== Dataset records ==
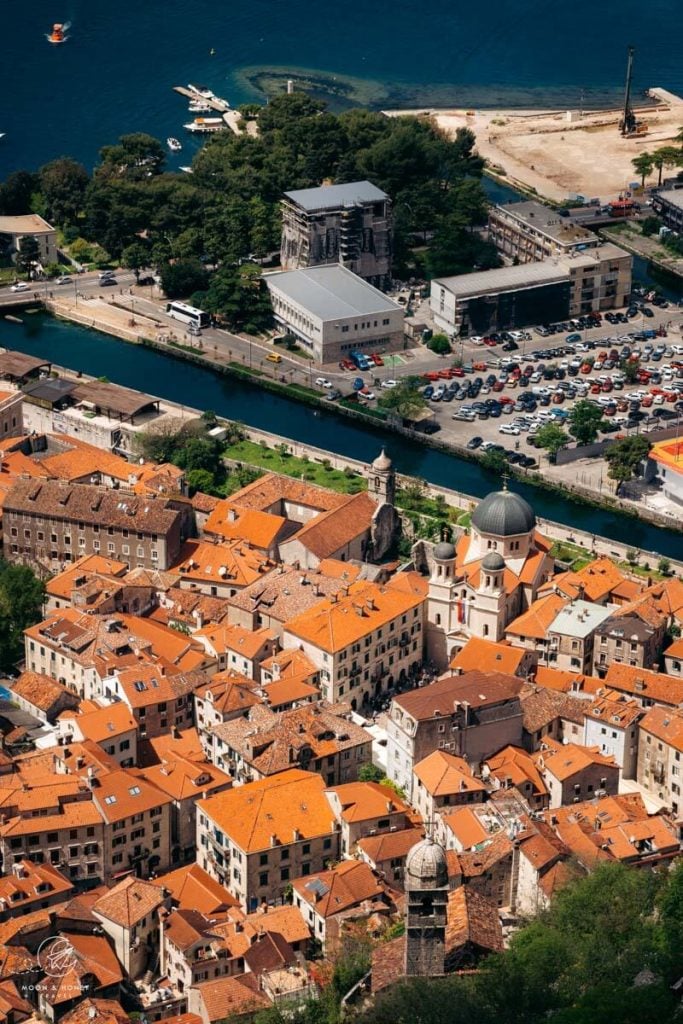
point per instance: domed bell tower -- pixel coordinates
(426, 883)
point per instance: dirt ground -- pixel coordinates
(561, 154)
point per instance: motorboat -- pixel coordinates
(205, 125)
(58, 34)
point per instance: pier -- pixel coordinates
(194, 94)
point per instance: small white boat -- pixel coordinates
(205, 125)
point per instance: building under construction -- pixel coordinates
(346, 223)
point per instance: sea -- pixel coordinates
(116, 72)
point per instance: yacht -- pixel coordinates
(205, 125)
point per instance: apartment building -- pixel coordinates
(257, 838)
(363, 640)
(347, 223)
(572, 773)
(264, 742)
(367, 809)
(528, 231)
(50, 523)
(634, 635)
(442, 781)
(129, 914)
(137, 824)
(611, 725)
(660, 756)
(470, 716)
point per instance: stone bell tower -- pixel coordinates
(426, 883)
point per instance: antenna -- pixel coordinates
(628, 122)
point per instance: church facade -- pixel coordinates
(489, 577)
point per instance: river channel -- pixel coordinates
(180, 382)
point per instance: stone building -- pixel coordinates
(345, 223)
(426, 883)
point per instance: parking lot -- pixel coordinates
(510, 384)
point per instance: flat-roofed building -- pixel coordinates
(333, 312)
(668, 204)
(13, 231)
(347, 223)
(528, 231)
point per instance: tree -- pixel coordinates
(135, 257)
(643, 165)
(625, 457)
(552, 438)
(183, 278)
(406, 398)
(585, 420)
(439, 344)
(22, 596)
(240, 296)
(63, 183)
(28, 256)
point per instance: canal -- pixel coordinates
(180, 382)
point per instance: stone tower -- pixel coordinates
(386, 524)
(382, 480)
(426, 883)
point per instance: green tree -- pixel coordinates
(439, 344)
(585, 420)
(22, 596)
(643, 165)
(63, 183)
(552, 438)
(406, 398)
(183, 278)
(135, 257)
(624, 458)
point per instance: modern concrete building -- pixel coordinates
(333, 312)
(554, 288)
(528, 231)
(14, 229)
(346, 223)
(669, 206)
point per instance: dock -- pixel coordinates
(220, 105)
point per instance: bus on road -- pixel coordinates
(188, 314)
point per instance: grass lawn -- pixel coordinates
(274, 461)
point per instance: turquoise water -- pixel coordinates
(116, 72)
(140, 368)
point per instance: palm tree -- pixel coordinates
(643, 165)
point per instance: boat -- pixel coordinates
(58, 34)
(205, 125)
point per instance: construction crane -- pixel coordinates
(628, 123)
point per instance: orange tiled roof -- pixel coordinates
(645, 684)
(342, 887)
(193, 888)
(130, 901)
(666, 725)
(563, 761)
(443, 774)
(486, 655)
(360, 801)
(334, 624)
(252, 814)
(535, 622)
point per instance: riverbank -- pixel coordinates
(145, 331)
(561, 153)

== Problem requirements ==
Reproduce exactly the line bearing "point per instance: palm" and all the lines that come after it in the records above; add nothing.

== Task answer ==
point per instance: palm tree -- pixel coordinates
(643, 165)
point per instance: boat -- pixel coordinates
(58, 34)
(205, 125)
point per instance: construction crane -- pixel coordinates
(628, 123)
point per instance: orange tiled roof -- pixel coordinates
(645, 684)
(342, 887)
(193, 888)
(130, 901)
(666, 725)
(563, 761)
(443, 774)
(486, 655)
(360, 801)
(334, 624)
(252, 814)
(535, 622)
point per instance: riverbank -- pixel coordinates
(145, 331)
(561, 153)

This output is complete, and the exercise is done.